## Aim of the exercise
Please put the records below into a Markdown table with the columns Row and Line, starting at the line that contains "Tight-box annotation required for the class bride." and ending at the line that contains "[0,0,600,229]". Skip blank lines and leave the pictures out.

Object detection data
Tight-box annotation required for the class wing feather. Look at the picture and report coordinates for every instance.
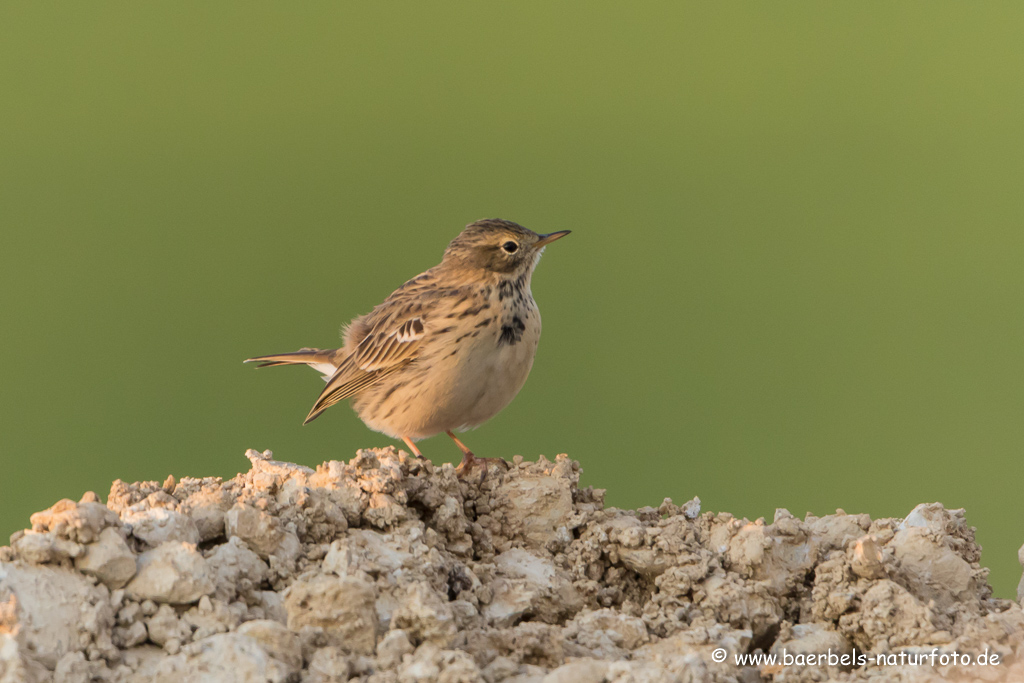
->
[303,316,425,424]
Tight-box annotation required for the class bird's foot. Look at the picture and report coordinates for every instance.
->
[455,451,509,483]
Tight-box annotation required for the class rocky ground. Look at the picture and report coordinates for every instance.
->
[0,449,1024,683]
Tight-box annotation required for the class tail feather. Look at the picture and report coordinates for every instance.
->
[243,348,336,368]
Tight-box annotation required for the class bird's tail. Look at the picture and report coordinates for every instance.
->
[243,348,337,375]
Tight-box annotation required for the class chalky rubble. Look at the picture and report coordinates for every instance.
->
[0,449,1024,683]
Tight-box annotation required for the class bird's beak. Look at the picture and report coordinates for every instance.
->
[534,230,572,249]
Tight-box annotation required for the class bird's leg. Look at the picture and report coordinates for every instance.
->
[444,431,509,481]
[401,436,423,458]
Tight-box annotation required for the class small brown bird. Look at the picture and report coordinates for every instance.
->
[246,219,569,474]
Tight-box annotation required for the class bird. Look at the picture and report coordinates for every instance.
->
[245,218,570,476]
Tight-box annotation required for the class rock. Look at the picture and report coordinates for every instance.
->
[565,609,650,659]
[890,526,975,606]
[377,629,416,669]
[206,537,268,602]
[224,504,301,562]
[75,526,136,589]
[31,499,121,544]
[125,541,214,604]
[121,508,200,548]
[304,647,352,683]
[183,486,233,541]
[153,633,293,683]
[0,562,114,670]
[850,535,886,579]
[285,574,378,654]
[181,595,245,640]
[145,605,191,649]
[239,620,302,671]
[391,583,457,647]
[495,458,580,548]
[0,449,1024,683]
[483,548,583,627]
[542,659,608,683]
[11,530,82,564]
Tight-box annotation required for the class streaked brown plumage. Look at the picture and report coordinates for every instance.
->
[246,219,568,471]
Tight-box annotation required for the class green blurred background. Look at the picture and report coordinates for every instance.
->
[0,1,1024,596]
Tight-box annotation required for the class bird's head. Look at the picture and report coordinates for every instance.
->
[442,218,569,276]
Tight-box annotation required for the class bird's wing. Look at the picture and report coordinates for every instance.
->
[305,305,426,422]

---

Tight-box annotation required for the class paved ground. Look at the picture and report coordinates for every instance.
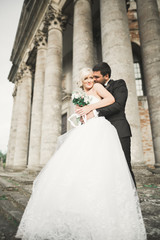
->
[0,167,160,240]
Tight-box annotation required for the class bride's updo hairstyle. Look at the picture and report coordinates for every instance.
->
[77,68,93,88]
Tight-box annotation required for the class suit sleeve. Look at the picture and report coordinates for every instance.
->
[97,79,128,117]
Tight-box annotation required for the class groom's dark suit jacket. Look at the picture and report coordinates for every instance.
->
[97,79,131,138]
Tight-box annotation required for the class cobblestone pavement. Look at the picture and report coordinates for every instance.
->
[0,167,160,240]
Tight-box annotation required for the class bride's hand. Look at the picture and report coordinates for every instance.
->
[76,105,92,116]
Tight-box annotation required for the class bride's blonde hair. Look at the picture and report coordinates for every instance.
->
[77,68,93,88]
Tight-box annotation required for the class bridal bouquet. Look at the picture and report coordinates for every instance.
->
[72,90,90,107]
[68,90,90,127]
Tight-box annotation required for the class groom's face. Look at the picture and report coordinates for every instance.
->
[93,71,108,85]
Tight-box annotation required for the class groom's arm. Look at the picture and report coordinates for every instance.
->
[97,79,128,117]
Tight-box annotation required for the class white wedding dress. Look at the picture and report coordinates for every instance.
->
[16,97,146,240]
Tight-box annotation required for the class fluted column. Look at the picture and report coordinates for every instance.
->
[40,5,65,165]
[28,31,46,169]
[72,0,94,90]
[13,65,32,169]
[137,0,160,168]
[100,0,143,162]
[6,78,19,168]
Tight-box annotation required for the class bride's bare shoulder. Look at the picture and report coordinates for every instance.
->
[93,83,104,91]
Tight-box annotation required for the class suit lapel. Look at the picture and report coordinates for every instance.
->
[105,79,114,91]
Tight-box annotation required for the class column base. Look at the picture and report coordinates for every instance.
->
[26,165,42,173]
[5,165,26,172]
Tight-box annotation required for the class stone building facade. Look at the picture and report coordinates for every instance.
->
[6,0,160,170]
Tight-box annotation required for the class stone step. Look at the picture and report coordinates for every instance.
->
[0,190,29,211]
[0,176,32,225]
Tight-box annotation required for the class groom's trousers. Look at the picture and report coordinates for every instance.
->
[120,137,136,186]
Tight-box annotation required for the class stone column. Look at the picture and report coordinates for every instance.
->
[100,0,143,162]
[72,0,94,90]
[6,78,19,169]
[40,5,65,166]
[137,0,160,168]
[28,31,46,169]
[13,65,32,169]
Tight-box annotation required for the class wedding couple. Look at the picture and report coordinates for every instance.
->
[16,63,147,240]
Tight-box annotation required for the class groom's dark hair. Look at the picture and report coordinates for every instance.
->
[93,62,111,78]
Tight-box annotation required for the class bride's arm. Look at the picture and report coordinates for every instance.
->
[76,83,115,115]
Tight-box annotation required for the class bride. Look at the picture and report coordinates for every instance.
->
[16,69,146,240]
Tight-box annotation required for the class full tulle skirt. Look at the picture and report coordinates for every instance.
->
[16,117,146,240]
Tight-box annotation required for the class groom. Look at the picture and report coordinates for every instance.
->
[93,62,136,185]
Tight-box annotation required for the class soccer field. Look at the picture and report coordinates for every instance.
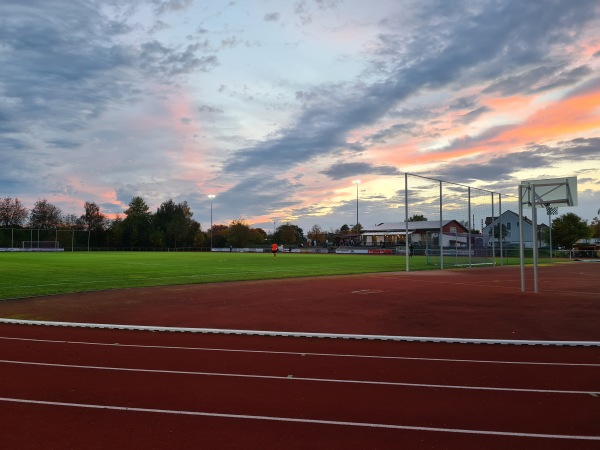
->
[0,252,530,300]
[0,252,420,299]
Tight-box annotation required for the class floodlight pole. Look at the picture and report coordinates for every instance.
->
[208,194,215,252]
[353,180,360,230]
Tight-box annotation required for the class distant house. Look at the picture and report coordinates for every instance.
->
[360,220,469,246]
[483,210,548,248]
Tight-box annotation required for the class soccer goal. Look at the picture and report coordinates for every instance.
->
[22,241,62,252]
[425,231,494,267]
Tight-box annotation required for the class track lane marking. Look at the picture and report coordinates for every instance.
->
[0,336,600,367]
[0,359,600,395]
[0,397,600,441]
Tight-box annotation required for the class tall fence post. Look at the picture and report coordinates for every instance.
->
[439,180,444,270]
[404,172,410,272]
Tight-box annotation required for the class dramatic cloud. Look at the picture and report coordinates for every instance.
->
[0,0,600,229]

## Correct result
| Row | Line |
|---|---|
| 1 | Tight-box annotation required for the class bride. Look at the picture and report coordinates for every instance. |
| 2 | -> |
| 3 | [16,69,146,240] |
| 4 | Tight-box annotation required for the class full tulle skirt. Look at the picture and report coordinates for every instance. |
| 5 | -> |
| 6 | [16,117,146,240] |
| 7 | Tight-box annotation required for the class groom. Look at the picture and report coordinates for every instance. |
| 8 | -> |
| 9 | [93,62,136,185] |
| 10 | Tight-box annotation required for the class soccer field. Look at the picture and report coordinates for every instance. |
| 11 | -> |
| 12 | [0,252,530,300] |
| 13 | [0,252,420,299] |
| 14 | Tight-box annotation required for the class floodlight pole. Look at the picture and report coordinates for every instance. |
| 15 | -> |
| 16 | [208,194,215,252] |
| 17 | [353,180,360,230] |
| 18 | Tight-box annotation required for the class distant house. Look at the picture and report coordinates for every instance. |
| 19 | -> |
| 20 | [360,220,469,246] |
| 21 | [483,210,548,248] |
| 22 | Tight-box annotation required for the class soccer goal. Look at the picture and report coordinates for every instance. |
| 23 | -> |
| 24 | [22,241,62,252] |
| 25 | [425,231,494,267] |
| 26 | Tight-box annotation required for the class track lane marking. Look at the picture and report coordinates for every instance. |
| 27 | -> |
| 28 | [0,336,600,367] |
| 29 | [0,359,600,395] |
| 30 | [0,397,600,441] |
| 31 | Tight-box annotation required for the class tall fence post. Look at the picture and report coordinates for every instance. |
| 32 | -> |
| 33 | [439,180,444,270] |
| 34 | [404,172,410,272] |
| 35 | Tight-box annotation required for the class dramatic cloud. Look at the picture and report coordinates for every instance. |
| 36 | -> |
| 37 | [0,0,600,229] |